#### EXERCISE INSTRUCTIONS
1. Using the project description on the Marginal Value of Public Funds, decide whether each statement agrees with it: (a) Mitacs Accelerate funds part of the project; (b) Selvia Arshad is the lead author on the BPA analysis; (c) the project claims Canadian policy evaluation undervalues the costs of taxation. Answer yes or no for each and quote the words from the text that settle it.
2. Write the next part of the project page on the Marginal Value of Public Funds, starting right after its final sentence.

#### QUOTED PASSAGE
Research Project
ENABLE Stream · Active Research Project · 2025–

Marginal Value of
Public Funds

Canadian policy evaluation has a structural blind spot: it measures the costs of taxation with rigour while systematically undervaluing the social benefits of public expenditure. This project builds a benefit-inclusive framework — the Marginal Value of Public Funds — and applies it across tax administration reform, social spending, and transfer design to give policymakers tools that reflect what spending is actually worth.

In partnership with Maytree — funder, research partner, and knowledge mobilization partner
Funded in part by Mitacs Accelerate — supporting graduate research internships
Selvia Arshad
🎓 Mitacs Accelerate Intern
Selvia Arshad
Research Intern · MVPF Project

Selvia Arshad is a doctoral researcher whose work sits at the intersection of public finance, welfare economics, and tax policy. She is the lead author on the MVPF-TAdmin framework paper and a co-author on the BPA analysis, bringing rigorous econometric and welfare-theoretic methods to the project.

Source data
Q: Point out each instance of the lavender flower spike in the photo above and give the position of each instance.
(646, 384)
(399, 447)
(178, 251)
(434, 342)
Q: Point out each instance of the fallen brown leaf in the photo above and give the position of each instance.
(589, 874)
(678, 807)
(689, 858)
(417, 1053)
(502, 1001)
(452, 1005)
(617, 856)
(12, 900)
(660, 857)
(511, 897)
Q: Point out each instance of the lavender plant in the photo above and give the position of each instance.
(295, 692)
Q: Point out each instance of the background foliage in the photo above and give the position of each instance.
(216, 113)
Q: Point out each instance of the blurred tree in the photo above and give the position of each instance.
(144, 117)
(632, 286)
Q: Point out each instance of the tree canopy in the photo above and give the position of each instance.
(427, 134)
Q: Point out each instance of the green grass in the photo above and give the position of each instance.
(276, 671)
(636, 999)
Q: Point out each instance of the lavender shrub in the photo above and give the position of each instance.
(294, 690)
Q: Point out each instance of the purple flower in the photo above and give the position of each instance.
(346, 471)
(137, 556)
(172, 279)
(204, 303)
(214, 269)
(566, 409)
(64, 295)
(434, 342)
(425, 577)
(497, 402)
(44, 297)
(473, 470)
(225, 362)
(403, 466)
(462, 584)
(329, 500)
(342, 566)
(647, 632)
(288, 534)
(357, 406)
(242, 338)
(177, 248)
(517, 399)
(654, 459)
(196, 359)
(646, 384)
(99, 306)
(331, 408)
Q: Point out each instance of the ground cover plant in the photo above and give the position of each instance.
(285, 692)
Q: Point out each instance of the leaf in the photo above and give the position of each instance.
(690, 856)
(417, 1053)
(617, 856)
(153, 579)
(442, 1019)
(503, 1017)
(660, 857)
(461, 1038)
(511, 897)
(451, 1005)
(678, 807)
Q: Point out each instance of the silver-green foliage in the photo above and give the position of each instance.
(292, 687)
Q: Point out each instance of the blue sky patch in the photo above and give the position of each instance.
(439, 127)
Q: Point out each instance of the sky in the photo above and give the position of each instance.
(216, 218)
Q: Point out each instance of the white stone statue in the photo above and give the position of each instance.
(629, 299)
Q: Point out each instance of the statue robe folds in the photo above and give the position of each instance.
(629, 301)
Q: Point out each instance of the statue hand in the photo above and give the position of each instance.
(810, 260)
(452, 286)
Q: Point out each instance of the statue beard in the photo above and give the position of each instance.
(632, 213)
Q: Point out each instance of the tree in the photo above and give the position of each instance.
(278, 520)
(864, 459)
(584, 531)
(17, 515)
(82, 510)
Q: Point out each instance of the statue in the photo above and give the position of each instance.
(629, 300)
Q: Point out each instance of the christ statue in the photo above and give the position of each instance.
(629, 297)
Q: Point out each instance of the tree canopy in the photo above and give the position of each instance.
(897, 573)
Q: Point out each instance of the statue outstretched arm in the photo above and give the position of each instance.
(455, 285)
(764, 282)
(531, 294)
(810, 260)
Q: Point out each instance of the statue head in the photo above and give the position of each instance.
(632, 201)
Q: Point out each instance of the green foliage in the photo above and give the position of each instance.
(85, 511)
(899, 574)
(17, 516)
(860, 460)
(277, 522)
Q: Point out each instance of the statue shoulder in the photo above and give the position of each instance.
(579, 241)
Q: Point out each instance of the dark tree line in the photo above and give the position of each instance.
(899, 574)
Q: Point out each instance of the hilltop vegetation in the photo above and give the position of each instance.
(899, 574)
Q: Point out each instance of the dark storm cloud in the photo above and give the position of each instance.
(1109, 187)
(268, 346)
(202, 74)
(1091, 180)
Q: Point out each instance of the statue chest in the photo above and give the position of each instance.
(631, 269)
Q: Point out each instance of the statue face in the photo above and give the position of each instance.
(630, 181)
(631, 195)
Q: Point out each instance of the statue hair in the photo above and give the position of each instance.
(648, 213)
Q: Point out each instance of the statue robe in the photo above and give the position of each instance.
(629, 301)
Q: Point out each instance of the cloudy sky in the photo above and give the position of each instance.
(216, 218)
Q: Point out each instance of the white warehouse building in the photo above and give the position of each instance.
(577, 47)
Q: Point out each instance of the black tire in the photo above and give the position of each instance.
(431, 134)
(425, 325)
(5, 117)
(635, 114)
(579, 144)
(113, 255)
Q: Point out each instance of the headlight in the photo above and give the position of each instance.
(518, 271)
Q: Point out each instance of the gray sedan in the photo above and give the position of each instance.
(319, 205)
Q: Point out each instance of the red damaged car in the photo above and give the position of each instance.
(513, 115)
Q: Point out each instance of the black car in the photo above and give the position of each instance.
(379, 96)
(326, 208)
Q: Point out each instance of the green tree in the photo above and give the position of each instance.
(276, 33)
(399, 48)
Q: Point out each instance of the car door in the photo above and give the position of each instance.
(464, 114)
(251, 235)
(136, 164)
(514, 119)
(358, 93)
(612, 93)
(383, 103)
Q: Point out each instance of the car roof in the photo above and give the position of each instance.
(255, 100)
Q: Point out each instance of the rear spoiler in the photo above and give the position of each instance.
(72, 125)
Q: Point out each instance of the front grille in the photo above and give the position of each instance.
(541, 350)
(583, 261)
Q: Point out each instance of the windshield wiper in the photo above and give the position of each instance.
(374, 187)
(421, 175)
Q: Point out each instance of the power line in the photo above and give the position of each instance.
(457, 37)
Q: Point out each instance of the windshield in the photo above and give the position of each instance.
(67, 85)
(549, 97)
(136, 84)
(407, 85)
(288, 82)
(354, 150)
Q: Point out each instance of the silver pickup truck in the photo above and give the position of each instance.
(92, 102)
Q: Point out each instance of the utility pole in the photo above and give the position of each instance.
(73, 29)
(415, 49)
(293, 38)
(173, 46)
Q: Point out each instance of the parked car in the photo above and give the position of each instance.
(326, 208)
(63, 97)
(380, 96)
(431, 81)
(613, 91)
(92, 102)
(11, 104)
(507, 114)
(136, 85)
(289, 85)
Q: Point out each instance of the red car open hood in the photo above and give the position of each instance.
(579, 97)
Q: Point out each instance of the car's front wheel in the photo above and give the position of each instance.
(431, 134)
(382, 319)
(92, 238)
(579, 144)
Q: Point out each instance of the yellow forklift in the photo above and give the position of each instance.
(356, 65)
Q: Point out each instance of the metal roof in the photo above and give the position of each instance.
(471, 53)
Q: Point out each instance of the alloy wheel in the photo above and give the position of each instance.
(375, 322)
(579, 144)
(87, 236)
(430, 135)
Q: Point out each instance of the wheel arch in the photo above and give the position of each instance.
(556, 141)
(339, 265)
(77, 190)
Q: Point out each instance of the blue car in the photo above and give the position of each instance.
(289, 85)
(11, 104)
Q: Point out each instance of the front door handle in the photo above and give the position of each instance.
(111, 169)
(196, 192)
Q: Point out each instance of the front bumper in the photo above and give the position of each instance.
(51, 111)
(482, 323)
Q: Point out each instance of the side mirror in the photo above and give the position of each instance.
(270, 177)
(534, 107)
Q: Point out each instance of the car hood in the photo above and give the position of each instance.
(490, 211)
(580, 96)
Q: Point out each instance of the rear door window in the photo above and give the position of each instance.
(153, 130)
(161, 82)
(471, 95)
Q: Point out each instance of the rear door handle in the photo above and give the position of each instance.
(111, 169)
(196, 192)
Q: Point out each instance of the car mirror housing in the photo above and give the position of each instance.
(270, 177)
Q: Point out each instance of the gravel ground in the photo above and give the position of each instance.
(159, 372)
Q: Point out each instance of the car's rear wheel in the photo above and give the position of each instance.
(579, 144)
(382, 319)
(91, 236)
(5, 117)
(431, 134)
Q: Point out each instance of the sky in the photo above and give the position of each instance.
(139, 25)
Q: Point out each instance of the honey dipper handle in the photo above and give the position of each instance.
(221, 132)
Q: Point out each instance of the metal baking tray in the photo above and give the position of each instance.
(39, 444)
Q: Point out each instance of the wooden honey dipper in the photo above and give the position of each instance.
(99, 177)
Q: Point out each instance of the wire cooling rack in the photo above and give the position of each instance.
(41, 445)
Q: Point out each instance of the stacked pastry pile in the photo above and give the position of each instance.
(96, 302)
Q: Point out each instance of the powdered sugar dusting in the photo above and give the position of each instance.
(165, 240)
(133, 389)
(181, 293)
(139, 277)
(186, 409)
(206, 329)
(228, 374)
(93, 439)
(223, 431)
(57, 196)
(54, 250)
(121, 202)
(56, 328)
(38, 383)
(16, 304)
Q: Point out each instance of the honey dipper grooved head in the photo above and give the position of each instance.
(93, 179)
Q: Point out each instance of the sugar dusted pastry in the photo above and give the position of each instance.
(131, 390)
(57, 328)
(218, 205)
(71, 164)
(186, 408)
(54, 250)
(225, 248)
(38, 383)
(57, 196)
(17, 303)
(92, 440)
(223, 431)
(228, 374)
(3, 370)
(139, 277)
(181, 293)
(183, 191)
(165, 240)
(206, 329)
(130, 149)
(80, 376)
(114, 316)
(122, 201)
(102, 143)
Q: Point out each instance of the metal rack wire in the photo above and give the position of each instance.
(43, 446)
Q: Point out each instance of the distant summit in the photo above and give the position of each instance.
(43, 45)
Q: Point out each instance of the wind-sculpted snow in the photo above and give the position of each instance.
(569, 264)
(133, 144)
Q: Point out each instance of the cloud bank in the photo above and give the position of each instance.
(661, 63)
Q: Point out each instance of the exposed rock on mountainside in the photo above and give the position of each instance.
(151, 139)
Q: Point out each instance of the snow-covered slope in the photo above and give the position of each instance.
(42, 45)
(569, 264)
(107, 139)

#### THE RESPONSES
1.
(a) Yes: "Funded in part by Mitacs Accelerate — supporting graduate research internships"
(b) No: "a co-author on the BPA analysis"
(c) No: "it measures the costs of taxation with rigour while systematically undervaluing the social benefits of public expenditure"

2.
PhD Candidate, Economics
University of Calgary
Mitacs Accelerate Intern, INCLUSIECON
Research Partner, Maytree
selviaarshad.com ↗

The Problem

Standard public finance evaluation asks: "Does this reform save money?" The Marginal Cost of Public Funds — the dominant metric in Canadian policy analysis — measures the efficiency loss from raising revenue but says nothing about what that revenue buys in social welfare. The result is a systematic bias: costs are counted carefully, benefits are not. Programs that reduce poverty, improve access, and build trust are chronically undervalued relative to their fiscal cost.

The Approach

The Marginal Value of Public Funds reframes the central question: "Does this spending increase inclusive social welfare once fiscal, distributional, and trust effects are fully counted?" By computing the ratio of welfare gains to net fiscal cost — and applying distributional weights that recognize a dollar is worth more to a low-income household — the MVPF provides a rigorous, transparent, benefit-inclusive toolkit for evaluating tax and transfer reform across heterogeneous program types.

Partners & Funders

Full Strategic Partner
Maytree
Maytree is a Canadian foundation committed to advancing solutions to poverty and systemic inequality. As the full strategic partner on this project, Maytree supports the research program as funder, engages as a research collaborator shaping the questions and frameworks, and drives knowledge mobilization to bring findings into policy conversations across Canada.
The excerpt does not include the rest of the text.